Photo-based referring expression data:
__________________________________________________

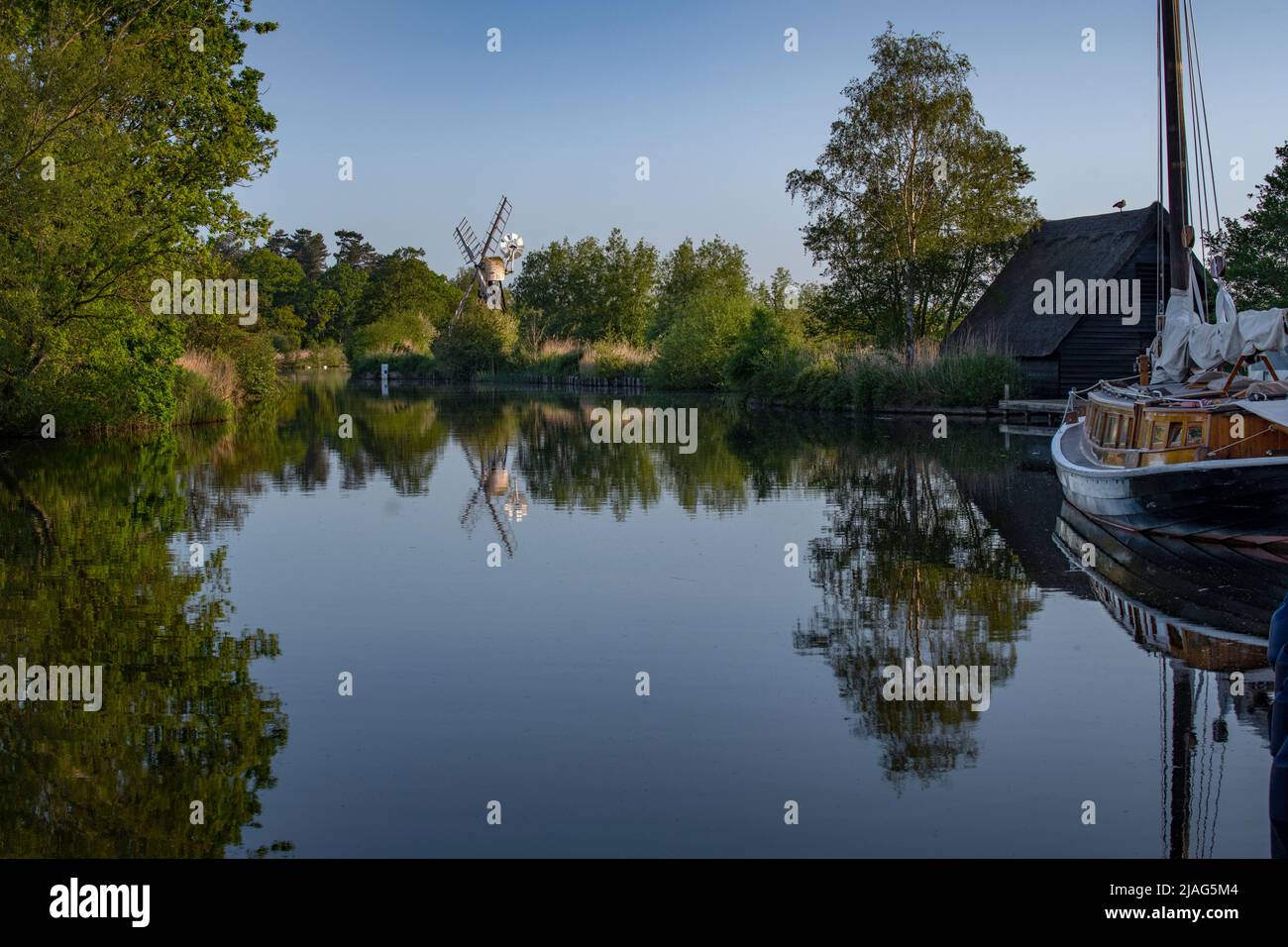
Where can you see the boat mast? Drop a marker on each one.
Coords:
(1180, 236)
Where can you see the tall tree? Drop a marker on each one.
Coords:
(910, 174)
(688, 272)
(352, 249)
(309, 250)
(1256, 247)
(121, 142)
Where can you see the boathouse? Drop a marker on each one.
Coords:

__________________________________________________

Exercise aim
Output exactly the lines between the one containing "Where can you see the boathouse?" and the final line above, both inclusive.

Output below
Where can you see the boathouse? Drop a marker on each one.
Coords:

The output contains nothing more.